Excerpt from a dataset
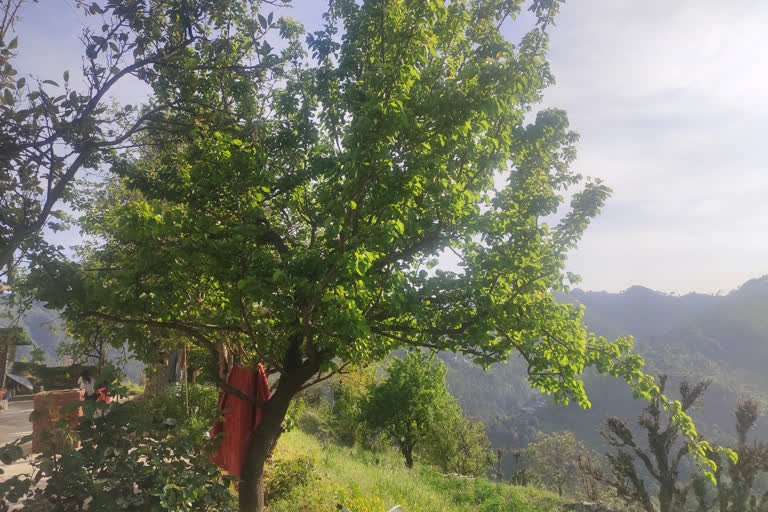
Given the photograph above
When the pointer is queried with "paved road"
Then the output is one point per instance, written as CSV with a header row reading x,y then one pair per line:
x,y
14,423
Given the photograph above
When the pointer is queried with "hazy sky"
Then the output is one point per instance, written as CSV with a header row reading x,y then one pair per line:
x,y
671,101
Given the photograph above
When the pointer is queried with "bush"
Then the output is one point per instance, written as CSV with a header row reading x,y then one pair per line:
x,y
203,401
130,460
284,475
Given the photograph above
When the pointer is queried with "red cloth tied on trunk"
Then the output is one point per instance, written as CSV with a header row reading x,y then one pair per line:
x,y
240,418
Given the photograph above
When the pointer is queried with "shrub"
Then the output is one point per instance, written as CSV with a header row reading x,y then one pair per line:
x,y
283,475
129,460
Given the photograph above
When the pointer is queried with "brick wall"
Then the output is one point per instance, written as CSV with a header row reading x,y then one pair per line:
x,y
47,434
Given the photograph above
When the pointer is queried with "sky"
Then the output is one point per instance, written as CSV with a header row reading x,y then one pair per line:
x,y
671,101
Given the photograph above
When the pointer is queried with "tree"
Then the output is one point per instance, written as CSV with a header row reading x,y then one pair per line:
x,y
410,402
660,459
300,220
52,129
735,480
553,460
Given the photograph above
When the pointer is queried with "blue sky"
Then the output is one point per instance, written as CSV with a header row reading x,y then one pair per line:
x,y
671,101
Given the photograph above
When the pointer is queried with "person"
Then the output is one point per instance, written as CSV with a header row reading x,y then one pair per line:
x,y
86,382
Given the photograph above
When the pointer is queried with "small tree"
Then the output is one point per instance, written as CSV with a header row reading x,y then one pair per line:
x,y
736,480
660,459
553,459
457,444
410,401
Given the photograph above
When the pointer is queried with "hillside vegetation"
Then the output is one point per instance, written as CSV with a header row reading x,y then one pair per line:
x,y
365,481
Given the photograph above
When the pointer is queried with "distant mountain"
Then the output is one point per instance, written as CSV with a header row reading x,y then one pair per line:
x,y
46,329
694,336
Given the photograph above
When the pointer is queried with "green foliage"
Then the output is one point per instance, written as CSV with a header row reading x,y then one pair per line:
x,y
203,402
130,460
283,475
365,481
413,407
409,402
349,395
553,461
293,208
456,444
295,408
37,355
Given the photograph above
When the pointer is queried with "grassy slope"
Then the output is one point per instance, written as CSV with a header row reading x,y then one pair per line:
x,y
368,482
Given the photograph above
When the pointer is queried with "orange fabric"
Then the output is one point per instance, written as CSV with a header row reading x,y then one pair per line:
x,y
240,418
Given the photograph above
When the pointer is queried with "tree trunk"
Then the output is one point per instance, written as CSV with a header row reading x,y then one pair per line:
x,y
263,441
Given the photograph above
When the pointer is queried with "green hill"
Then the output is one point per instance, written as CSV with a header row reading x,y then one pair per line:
x,y
375,482
695,336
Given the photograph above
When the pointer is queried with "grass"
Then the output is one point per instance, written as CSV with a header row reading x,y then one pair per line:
x,y
374,482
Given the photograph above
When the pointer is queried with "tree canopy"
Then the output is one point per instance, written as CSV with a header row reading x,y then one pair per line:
x,y
296,209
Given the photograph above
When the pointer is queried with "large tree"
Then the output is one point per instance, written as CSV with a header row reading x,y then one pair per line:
x,y
301,220
53,127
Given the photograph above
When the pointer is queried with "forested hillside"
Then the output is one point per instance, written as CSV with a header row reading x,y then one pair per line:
x,y
694,336
722,337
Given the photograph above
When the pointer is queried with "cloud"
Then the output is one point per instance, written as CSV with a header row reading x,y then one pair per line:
x,y
670,99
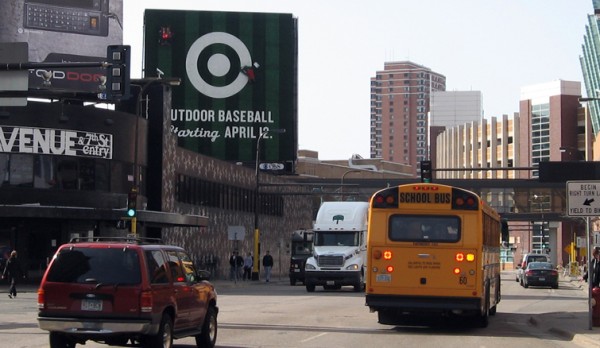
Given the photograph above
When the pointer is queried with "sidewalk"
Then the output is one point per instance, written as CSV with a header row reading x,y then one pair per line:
x,y
573,326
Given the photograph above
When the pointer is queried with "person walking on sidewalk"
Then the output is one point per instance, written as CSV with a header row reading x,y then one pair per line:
x,y
248,264
268,264
593,273
13,272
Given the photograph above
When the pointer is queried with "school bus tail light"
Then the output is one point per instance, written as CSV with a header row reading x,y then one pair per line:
x,y
460,257
377,254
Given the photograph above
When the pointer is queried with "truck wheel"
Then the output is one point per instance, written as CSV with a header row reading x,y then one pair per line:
x,y
208,337
58,340
164,337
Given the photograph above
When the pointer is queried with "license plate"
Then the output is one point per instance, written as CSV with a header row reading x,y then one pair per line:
x,y
383,278
91,305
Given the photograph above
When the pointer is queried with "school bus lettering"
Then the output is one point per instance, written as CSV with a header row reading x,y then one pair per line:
x,y
425,198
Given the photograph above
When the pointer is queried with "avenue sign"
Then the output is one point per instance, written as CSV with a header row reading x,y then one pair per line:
x,y
583,198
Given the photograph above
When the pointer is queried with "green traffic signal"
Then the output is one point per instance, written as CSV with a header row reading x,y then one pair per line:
x,y
132,203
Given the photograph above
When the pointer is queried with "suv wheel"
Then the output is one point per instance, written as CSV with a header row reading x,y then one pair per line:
x,y
58,340
164,337
208,337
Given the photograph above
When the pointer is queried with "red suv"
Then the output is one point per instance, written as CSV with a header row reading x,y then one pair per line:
x,y
121,290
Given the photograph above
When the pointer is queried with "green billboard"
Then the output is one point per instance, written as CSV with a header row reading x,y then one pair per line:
x,y
239,79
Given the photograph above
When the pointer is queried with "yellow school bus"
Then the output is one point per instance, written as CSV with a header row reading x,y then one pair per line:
x,y
433,251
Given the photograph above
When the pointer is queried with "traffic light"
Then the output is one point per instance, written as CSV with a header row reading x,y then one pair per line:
x,y
132,203
118,72
426,171
504,230
165,36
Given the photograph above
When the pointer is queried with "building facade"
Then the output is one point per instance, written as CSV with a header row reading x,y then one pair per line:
x,y
68,168
400,102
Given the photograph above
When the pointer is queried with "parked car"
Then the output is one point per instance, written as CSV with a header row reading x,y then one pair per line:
x,y
540,274
126,290
527,258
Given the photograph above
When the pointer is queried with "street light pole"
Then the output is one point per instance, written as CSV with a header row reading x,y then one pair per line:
x,y
257,200
342,181
138,113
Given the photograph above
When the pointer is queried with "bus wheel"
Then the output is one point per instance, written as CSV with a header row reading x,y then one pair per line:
x,y
484,318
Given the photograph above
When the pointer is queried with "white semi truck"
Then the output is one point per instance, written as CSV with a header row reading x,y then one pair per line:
x,y
340,250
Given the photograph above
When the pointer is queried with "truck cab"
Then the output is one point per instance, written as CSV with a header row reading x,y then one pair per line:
x,y
339,251
302,248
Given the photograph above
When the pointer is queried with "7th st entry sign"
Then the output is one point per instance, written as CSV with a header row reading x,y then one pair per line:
x,y
583,198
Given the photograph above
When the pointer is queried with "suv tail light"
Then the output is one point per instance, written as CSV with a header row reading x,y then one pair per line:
x,y
146,302
41,299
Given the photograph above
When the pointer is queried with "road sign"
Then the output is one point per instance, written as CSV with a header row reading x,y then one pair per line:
x,y
271,166
583,198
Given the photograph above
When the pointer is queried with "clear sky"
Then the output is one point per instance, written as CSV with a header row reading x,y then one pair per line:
x,y
492,46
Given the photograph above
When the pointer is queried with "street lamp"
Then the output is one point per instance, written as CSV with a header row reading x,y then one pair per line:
x,y
342,181
145,84
256,201
570,150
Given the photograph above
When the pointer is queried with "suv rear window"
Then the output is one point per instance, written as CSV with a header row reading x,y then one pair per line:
x,y
96,265
537,258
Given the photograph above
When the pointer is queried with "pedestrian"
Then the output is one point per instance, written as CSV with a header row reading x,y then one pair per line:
x,y
594,269
239,264
13,272
248,264
268,264
233,270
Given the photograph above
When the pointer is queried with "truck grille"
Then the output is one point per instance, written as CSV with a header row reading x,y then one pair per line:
x,y
330,261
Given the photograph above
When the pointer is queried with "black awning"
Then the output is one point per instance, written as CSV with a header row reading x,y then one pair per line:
x,y
158,218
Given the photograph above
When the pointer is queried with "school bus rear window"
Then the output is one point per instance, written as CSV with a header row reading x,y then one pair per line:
x,y
424,228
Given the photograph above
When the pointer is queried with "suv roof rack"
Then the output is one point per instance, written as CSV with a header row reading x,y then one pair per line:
x,y
128,239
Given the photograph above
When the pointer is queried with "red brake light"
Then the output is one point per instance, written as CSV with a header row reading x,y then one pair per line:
x,y
377,254
41,299
146,301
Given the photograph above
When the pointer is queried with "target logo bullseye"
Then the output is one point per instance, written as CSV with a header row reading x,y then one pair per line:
x,y
236,68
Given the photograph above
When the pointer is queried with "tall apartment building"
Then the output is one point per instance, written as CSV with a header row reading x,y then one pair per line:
x,y
477,145
589,65
400,97
552,126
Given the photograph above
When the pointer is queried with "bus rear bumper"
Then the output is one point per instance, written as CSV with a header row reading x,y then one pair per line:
x,y
421,304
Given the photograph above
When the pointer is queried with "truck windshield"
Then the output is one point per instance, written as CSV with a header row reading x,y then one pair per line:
x,y
301,248
337,239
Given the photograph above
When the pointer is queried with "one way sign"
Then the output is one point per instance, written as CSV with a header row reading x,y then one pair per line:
x,y
583,198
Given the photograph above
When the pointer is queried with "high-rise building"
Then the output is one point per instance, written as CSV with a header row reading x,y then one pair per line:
x,y
453,108
400,97
590,64
552,124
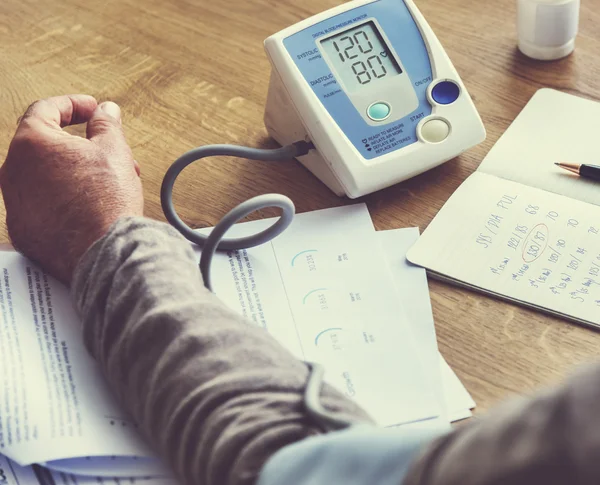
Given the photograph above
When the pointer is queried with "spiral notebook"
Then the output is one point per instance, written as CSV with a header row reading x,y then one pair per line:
x,y
520,228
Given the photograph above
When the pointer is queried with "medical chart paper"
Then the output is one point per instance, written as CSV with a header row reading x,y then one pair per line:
x,y
55,406
518,242
333,301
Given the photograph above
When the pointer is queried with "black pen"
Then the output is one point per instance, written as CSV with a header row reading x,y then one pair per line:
x,y
587,171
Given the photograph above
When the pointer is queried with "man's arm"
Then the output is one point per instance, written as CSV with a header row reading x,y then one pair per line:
x,y
217,395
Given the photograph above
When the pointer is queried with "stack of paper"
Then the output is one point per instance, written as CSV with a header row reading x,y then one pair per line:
x,y
331,289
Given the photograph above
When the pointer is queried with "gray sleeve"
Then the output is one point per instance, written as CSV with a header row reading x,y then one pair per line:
x,y
553,439
215,395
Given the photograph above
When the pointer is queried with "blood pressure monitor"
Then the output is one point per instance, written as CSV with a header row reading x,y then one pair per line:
x,y
369,84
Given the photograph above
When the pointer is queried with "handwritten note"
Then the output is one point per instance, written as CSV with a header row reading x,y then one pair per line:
x,y
520,242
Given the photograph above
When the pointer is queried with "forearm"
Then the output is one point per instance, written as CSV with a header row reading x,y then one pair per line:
x,y
216,395
552,439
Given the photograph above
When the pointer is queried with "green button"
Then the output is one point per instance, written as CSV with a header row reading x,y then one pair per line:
x,y
379,111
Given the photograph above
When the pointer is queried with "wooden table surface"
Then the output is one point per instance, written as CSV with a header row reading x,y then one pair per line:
x,y
193,72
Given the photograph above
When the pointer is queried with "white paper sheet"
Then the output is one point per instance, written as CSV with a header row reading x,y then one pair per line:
x,y
519,242
332,300
413,292
324,289
553,127
55,403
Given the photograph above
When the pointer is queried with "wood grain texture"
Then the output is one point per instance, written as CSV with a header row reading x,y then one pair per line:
x,y
193,72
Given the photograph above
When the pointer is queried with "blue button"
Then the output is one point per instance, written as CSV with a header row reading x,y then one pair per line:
x,y
379,111
445,92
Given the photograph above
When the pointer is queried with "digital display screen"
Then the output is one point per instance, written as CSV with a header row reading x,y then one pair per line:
x,y
360,57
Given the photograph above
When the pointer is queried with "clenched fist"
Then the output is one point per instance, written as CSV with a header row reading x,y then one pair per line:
x,y
62,192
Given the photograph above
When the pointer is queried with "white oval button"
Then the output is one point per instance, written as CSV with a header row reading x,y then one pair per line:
x,y
435,131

**Aim of the task:** Pull out every line of the entries above that contains the word "trunk", treating case as significant.

**Response to this task:**
When the pointer is queried with "red cloth tied on trunk"
When the pointer is queried with "tree trunk"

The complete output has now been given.